> **Written task**
Rewrite the rows below, replacing each "one point" with "a single point" and leaving everything else unchanged.

□ □ □ □

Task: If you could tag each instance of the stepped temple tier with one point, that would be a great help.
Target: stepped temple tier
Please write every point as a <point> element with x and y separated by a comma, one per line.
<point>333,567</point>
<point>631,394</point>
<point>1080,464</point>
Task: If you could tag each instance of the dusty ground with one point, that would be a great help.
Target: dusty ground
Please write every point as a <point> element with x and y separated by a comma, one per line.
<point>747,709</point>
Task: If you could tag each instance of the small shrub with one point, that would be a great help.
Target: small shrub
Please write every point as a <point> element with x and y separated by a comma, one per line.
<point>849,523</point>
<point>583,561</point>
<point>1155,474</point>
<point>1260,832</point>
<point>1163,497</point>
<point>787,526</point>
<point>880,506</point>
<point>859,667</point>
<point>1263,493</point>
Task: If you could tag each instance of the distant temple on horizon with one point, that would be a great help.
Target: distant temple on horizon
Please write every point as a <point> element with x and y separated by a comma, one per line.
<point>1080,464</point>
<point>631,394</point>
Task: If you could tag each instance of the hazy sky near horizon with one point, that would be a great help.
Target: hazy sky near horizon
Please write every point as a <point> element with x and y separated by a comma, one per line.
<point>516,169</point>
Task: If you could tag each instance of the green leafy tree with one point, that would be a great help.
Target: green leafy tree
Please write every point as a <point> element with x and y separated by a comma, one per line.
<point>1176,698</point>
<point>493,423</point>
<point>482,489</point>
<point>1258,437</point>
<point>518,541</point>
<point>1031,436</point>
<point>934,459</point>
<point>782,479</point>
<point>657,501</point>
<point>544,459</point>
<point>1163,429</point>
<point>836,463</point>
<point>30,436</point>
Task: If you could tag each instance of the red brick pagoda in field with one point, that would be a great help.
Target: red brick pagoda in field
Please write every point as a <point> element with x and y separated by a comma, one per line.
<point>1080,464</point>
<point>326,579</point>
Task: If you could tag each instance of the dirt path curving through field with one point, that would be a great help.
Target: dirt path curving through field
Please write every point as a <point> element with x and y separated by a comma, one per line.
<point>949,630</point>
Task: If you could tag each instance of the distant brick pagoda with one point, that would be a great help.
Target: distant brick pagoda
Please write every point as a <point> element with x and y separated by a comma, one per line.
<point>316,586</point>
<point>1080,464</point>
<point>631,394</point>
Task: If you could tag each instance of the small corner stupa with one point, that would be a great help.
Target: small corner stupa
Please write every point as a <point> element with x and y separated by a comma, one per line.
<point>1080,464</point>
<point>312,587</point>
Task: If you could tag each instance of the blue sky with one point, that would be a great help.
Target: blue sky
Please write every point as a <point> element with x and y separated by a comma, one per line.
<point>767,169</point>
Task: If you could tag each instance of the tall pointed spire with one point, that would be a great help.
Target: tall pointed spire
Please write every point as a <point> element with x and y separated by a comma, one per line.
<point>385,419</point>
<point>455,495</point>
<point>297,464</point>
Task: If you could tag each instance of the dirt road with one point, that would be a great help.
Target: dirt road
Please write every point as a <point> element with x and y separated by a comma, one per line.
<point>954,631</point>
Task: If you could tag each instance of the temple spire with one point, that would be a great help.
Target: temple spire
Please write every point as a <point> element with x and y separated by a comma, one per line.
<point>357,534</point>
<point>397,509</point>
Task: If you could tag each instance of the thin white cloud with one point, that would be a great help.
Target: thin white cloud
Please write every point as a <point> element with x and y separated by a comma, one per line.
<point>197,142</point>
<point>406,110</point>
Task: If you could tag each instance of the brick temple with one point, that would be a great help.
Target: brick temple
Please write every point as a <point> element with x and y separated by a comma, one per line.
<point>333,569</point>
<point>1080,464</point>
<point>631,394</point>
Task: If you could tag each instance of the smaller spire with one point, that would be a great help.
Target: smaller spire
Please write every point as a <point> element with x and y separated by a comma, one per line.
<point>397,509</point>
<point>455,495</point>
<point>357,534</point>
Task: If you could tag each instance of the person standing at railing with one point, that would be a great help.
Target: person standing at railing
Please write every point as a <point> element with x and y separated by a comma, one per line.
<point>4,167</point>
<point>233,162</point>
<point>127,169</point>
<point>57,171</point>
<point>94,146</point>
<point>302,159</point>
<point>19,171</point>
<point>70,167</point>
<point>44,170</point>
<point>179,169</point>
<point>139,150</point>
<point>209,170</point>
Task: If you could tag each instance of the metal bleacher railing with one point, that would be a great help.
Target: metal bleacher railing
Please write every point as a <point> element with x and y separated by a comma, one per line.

□ □ □ □

> **Written reply**
Task: If you could tag each instance of the stepped temple tier with a single point, that would be a great help.
Target: stepped temple tier
Please write every point as a <point> element with x and y separated by a comma, one per line.
<point>333,567</point>
<point>631,394</point>
<point>1080,464</point>
Task: If you could tag each instance of the dusty ground with a single point, that would be a great help.
Target: dusty ground
Please write every point as a <point> element with x and y separated by a comma, one per line.
<point>747,709</point>
Task: If you could tag each instance of the small shrub with a single point, that would be a great help.
Target: small shrub
Please write every point as a <point> element with x and y separated by a comma, one per line.
<point>849,523</point>
<point>583,561</point>
<point>1155,474</point>
<point>1260,832</point>
<point>1163,497</point>
<point>787,526</point>
<point>880,506</point>
<point>859,667</point>
<point>1263,493</point>
Task: If you could tag each instance of the distant temple on horizon with a single point, that would be a great help.
Target: distant temple on horizon
Please write every point as a <point> element with x and y separated by a comma, one per line.
<point>1080,464</point>
<point>631,394</point>
Task: If you could tag each instance of the hazy sky near horizon with a single point, that would be a great help.
Target: hazy sky near horizon
Please write every point as a <point> element with x and y separated by a comma, one per line.
<point>516,169</point>
Task: If you could tag each instance of the green leafy tree with a single point, that would be a great help.
Target: green leafy tree
Please write every point as a <point> element with x and y separated by a comma, one per line.
<point>1176,698</point>
<point>493,423</point>
<point>482,489</point>
<point>1258,437</point>
<point>518,541</point>
<point>1031,436</point>
<point>934,459</point>
<point>782,479</point>
<point>657,501</point>
<point>544,459</point>
<point>1163,429</point>
<point>836,463</point>
<point>30,436</point>
Task: If you could tag each instance of the red brick pagoda in field with a single point, that would be a great help.
Target: red brick pagoda in field
Please write every point as a <point> element with x and y separated by a comma, one per line.
<point>1080,464</point>
<point>326,579</point>
Task: If you could tag each instance of the dirt path curving through field with a single point, that would be a great help.
Target: dirt path curving through field
Please write every point as a <point> element with x and y separated by a comma, one per line.
<point>949,630</point>
Task: If you could tag each instance of the distant brick pagoda with a single point, that would be a great help.
Target: distant brick pagoda
Please write every point as a <point> element with x and y separated by a comma, one per line.
<point>316,586</point>
<point>1080,464</point>
<point>631,394</point>
Task: If you could tag each instance of the small corner stupa with a single point, that would be a great help.
Target: small corner stupa
Please write every point as a <point> element with x and y separated by a comma, one per line.
<point>1080,464</point>
<point>312,587</point>
Task: If you could tag each instance of the blue sky with a single point, that would be a great help.
Target: blue sky
Please write every point as a <point> element with x and y separated by a comma, one per line.
<point>767,169</point>
Task: If you could tag each instance of the tall pointed spire with a single point, that would be a great help.
Target: tall pointed spire
Please write every point as a <point> element with x and y separated by a comma, one per line.
<point>385,419</point>
<point>455,495</point>
<point>297,464</point>
Task: If you could tag each instance of the dirt road with a single point, that would be a great help.
Target: dirt road
Please write every point as a <point> element with x and y separated by a comma, one per line.
<point>954,631</point>
Task: If you could tag each instance of the temple spire with a single point, that would be a great help.
Target: temple spire
Please write every point as a <point> element with x and y separated by a comma, one per line.
<point>357,534</point>
<point>397,509</point>
Task: If you could tag each instance of the thin white cloud with a single point, that would be a great help.
Target: thin white cloud
Please write every point as a <point> element with x and y separated by a comma, one per line.
<point>197,142</point>
<point>406,110</point>
Task: If you could tag each instance of the brick temple with a single point, that would be a great help.
Target: brick temple
Please write every point as a <point> element with x and y separated by a comma, one per line.
<point>333,569</point>
<point>1080,464</point>
<point>631,394</point>
Task: If you could tag each instance of the smaller spire with a single point, that would be a great help.
Target: smaller spire
Please write every point as a <point> element with x and y separated by a comma, one per line.
<point>397,509</point>
<point>455,495</point>
<point>357,534</point>
Task: If you could tag each instance of the person standing at railing with a single point, that would be a great help.
Target: person standing at railing
Please write every point as a <point> element with x and y separated by a comma, one per line.
<point>4,167</point>
<point>233,162</point>
<point>127,169</point>
<point>57,171</point>
<point>94,146</point>
<point>302,159</point>
<point>19,171</point>
<point>70,167</point>
<point>44,170</point>
<point>179,169</point>
<point>139,150</point>
<point>209,170</point>
Task: If you could tag each instance of the metal bleacher railing with a single point, that would be a great help.
Target: metal bleacher railing
Please write every point as a <point> element with x and y separated by a comma, one per line.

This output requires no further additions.